### Exercise aim:
Restate the whole listing exactly.

Entries on locating named things

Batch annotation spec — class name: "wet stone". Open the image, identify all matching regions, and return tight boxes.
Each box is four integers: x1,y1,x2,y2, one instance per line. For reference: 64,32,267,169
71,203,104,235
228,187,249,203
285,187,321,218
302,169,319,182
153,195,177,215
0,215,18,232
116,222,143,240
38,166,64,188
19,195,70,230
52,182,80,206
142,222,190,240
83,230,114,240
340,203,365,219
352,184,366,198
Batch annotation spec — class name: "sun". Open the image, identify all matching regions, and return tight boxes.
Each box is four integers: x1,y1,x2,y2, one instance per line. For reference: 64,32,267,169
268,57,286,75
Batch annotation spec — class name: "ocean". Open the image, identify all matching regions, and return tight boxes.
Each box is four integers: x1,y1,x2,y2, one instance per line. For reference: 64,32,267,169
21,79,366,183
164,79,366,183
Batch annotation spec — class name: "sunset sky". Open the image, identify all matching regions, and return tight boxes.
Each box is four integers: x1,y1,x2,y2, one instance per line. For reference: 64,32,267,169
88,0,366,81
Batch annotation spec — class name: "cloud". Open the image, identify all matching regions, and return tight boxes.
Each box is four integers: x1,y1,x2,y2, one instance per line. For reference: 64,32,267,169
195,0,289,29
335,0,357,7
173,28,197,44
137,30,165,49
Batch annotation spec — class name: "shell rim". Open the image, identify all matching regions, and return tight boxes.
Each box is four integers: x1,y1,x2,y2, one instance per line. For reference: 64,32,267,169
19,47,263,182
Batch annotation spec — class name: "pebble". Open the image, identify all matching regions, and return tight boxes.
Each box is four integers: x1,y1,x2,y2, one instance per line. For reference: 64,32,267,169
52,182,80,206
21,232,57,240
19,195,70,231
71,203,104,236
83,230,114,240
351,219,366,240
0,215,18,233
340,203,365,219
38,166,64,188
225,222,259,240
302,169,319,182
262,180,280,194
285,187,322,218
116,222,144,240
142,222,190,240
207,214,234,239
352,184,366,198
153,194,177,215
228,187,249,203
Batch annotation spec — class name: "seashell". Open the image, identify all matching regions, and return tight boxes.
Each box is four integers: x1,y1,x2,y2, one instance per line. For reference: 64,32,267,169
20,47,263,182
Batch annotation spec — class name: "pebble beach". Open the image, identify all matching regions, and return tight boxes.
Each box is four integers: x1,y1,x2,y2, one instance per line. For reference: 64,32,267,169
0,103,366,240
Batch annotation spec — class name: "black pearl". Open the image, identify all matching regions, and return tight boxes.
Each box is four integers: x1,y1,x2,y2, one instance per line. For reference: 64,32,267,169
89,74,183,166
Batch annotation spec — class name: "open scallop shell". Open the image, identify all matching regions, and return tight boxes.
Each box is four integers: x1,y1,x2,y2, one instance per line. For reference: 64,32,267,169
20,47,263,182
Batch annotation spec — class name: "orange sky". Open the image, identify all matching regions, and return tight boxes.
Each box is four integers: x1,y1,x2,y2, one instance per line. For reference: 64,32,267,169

### Correct result:
Batch annotation spec — class name: "wet stone". Open the image, identify all matching regions, and return tight boxes.
Each box is four integers: x1,y1,x2,y2, one instance per line. For reference: 64,32,267,169
71,203,104,235
228,187,249,203
285,187,321,218
302,169,319,182
153,195,177,215
0,215,18,232
116,222,143,240
38,166,64,188
19,195,70,230
52,182,80,206
142,222,190,240
83,230,114,240
340,203,365,219
352,184,366,198
Batch annotation spec — class name: "sun". Open the image, identify all matching regions, and return tight boxes.
Each box is four integers: x1,y1,x2,y2, one instance per line. For reference: 64,32,267,169
268,57,286,75
Batch annotation spec — class name: "ocean". Open the image, identify all matching regions, and return tight boxes.
Each box is four integers: x1,y1,x2,y2, one instance per line. For reference: 64,32,267,169
21,79,366,183
164,79,366,183
Batch annotation spec — class name: "sunset sky". Open the image, identify all matching regions, and return tight boxes.
Each box is four integers: x1,y1,x2,y2, one instance per line. For reference: 64,32,267,169
88,0,366,81
Batch annotation spec — class name: "cloud". Open the image, identify all matching regions, and return tight boxes.
Each box is four integers: x1,y1,x2,y2, one instance per line. For reference: 64,32,267,169
195,0,289,29
335,0,357,7
173,28,197,44
137,30,165,49
Batch annotation spec — class name: "shell rim". Open the image, identify all matching regions, and return tight boxes.
Each box is four integers: x1,y1,x2,y2, one instance per line. For reference: 64,32,267,169
19,47,263,182
Batch annotation spec — class name: "pebble". Open the image, identify all matching regions, and return tight boxes.
Each box is four integers: x1,y1,x2,y2, one instance per line. For reference: 64,32,267,169
52,182,80,206
21,232,57,240
19,195,70,231
71,203,104,236
83,230,114,240
351,219,366,240
0,215,18,233
340,203,365,219
38,166,64,188
225,222,259,240
302,169,319,182
262,180,280,194
285,187,322,218
116,222,144,240
142,222,190,240
207,214,234,239
352,184,366,198
153,194,177,215
228,187,249,203
Batch annotation spec — class name: "seashell". Open the image, identify all matching regions, and return tight boxes.
Each box is four integers: x1,y1,x2,y2, one instance per line. For reference: 64,32,267,169
20,47,263,182
Batch annotation spec — class name: "pebble beach". Open the image, identify all matching regions, and return tight boxes.
Each box is four integers: x1,y1,x2,y2, one instance per line. For reference: 64,32,267,169
0,103,366,240
Batch annotation spec — class name: "black pearl". Open the image, identify all matching regions, and return tight boxes.
Each box is four integers: x1,y1,x2,y2, one instance per line. For reference: 64,32,267,169
89,74,183,166
Batch annotation spec — class name: "open scallop shell". Open the image, identify all matching regions, and return tight boxes.
Each box is four integers: x1,y1,x2,y2, one instance per line. For reference: 64,32,267,169
20,47,263,182
Batch annotation spec — class name: "orange sky". Open the image, identify all matching regions, and return tight boxes.
Each box is four integers: x1,y1,x2,y2, one instance per line. For reference: 64,32,267,169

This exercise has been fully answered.